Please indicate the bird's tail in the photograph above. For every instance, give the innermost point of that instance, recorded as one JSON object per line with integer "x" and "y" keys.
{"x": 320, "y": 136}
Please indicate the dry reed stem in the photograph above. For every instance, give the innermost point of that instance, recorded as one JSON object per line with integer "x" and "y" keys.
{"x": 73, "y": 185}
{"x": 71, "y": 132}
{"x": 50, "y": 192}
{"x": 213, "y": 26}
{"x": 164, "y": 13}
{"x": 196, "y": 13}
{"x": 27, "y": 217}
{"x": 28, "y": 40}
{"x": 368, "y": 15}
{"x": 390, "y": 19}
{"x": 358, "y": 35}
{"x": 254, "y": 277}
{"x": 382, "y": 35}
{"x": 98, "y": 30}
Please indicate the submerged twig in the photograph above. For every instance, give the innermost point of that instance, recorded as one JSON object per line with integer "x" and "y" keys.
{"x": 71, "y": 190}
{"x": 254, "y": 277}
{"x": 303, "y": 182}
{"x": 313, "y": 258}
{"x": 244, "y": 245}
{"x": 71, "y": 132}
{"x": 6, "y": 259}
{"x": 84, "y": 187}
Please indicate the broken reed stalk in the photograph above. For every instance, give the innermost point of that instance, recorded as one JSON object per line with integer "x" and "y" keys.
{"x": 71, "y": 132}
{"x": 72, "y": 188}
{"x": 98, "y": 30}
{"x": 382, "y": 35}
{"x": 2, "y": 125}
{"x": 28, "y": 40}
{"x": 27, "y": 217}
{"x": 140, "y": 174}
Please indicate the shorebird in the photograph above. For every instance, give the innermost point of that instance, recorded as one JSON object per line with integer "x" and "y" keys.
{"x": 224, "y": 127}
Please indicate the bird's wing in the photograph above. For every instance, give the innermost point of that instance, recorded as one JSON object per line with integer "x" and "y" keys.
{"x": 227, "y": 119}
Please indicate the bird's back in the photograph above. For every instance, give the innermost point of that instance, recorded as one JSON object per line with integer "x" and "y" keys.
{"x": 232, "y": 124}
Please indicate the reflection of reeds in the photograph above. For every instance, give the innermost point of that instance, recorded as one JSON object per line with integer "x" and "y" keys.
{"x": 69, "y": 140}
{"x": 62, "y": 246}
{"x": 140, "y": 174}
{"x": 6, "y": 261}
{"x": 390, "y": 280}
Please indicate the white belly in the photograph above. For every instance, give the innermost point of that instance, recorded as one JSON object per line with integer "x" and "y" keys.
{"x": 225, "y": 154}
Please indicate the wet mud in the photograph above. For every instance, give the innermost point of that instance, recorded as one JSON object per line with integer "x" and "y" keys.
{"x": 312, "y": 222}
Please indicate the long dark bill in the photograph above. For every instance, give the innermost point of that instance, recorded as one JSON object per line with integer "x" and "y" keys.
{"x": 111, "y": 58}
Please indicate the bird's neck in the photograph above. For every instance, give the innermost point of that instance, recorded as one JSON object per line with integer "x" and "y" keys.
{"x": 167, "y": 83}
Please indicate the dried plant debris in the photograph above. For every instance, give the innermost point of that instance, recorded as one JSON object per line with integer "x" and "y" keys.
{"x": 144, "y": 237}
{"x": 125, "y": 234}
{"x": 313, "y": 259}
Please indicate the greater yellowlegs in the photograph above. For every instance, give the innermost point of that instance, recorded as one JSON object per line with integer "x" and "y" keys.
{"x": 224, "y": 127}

-*-

*WHAT YOU ARE ASKED TO DO*.
Render every line of the entries above as a Markdown table with two columns, Row and Line. Number the rows in order and leave out any blank lines.

*RESPONSE FOR THIS EXERCISE*.
| Row | Line |
|---|---|
| 1 | Please indicate the bird's tail in the photograph above. For every instance, give the innermost point of that instance, recorded as one JSON object per line with integer "x" and "y" keys. |
| 2 | {"x": 320, "y": 136} |
| 3 | Please indicate the dry reed stem in the photograph above. For every instance, give the innermost point of that instance, recorded as one JSON object per line with integer "x" and "y" keys. |
| 4 | {"x": 73, "y": 185} |
| 5 | {"x": 71, "y": 132} |
| 6 | {"x": 50, "y": 192} |
| 7 | {"x": 213, "y": 26} |
| 8 | {"x": 164, "y": 13} |
| 9 | {"x": 196, "y": 13} |
| 10 | {"x": 27, "y": 217} |
| 11 | {"x": 28, "y": 40} |
| 12 | {"x": 368, "y": 15} |
| 13 | {"x": 390, "y": 19} |
| 14 | {"x": 358, "y": 35} |
| 15 | {"x": 254, "y": 277} |
| 16 | {"x": 382, "y": 35} |
| 17 | {"x": 98, "y": 30} |
| 18 | Please indicate the submerged twig in the photograph above. For every instance, give the innermost point of that instance, recorded as one JSON object per line with integer "x" and "y" keys. |
| 19 | {"x": 71, "y": 190} |
| 20 | {"x": 254, "y": 277} |
| 21 | {"x": 303, "y": 182} |
| 22 | {"x": 313, "y": 258} |
| 23 | {"x": 244, "y": 245} |
| 24 | {"x": 71, "y": 132} |
| 25 | {"x": 6, "y": 259} |
| 26 | {"x": 84, "y": 187} |
| 27 | Please indicate the broken reed stalk in the photograph above. For every instance, give the innermost point of that instance, recorded as one JSON object per line with integer "x" and "y" keys. |
| 28 | {"x": 71, "y": 132} |
| 29 | {"x": 72, "y": 188} |
| 30 | {"x": 98, "y": 30} |
| 31 | {"x": 382, "y": 35} |
| 32 | {"x": 2, "y": 125} |
| 33 | {"x": 28, "y": 40} |
| 34 | {"x": 27, "y": 217} |
| 35 | {"x": 140, "y": 174} |
| 36 | Please indicate the shorebird in the photograph above. For every instance, give the innermost point of that instance, recorded as one JSON object per line with integer "x" and "y" keys. |
| 37 | {"x": 224, "y": 127} |
| 38 | Please indicate the bird's wing in the photograph above. For every instance, give the innermost point of that instance, recorded as one JSON object per line with integer "x" and "y" keys. |
| 39 | {"x": 227, "y": 119} |
| 40 | Please indicate the bird's back in the photograph above. For every instance, give the innermost point of that instance, recorded as one JSON object per line with integer "x" and "y" keys. |
| 41 | {"x": 232, "y": 124} |
| 42 | Please indicate the reflection of reeds in the photograph above. For every instance, give the innermost point of that instance, recorded as one JSON object per line with integer "x" and "y" keys. |
| 43 | {"x": 69, "y": 140} |
| 44 | {"x": 62, "y": 246} |
| 45 | {"x": 140, "y": 174} |
| 46 | {"x": 6, "y": 261} |
| 47 | {"x": 390, "y": 280} |
| 48 | Please indicate the white belly in the photograph above. For every instance, give the innermost point of that instance, recorded as one JSON object per line with integer "x" and "y" keys. |
| 49 | {"x": 225, "y": 154} |
| 50 | Please indicate the wet mud in the photograph above. For every instance, give the innermost point of that instance, recorded as one JSON object per line with integer "x" and "y" keys. |
| 51 | {"x": 312, "y": 222} |
| 52 | Please indicate the long dark bill in the photograph above. For every instance, give the innermost point of that instance, recorded as one JSON object per line with integer "x" and "y" keys. |
| 53 | {"x": 111, "y": 58} |
| 54 | Please indicate the bird's neck in the photograph above. For every instance, give the innermost point of that instance, recorded as one JSON object per line with integer "x" and "y" keys. |
| 55 | {"x": 167, "y": 83} |
| 56 | Please indicate the dried plant debris in the photograph above. For every instance, give the innermost point of that instance, recorded as one JSON object per line with integer "x" and "y" keys. |
| 57 | {"x": 144, "y": 237} |
| 58 | {"x": 125, "y": 234} |
| 59 | {"x": 313, "y": 259} |
| 60 | Please indicate the greater yellowlegs in the photograph above. For every instance, give the innermost point of that instance, recorded as one JSON object per line with integer "x" and "y" keys. |
| 61 | {"x": 224, "y": 127} |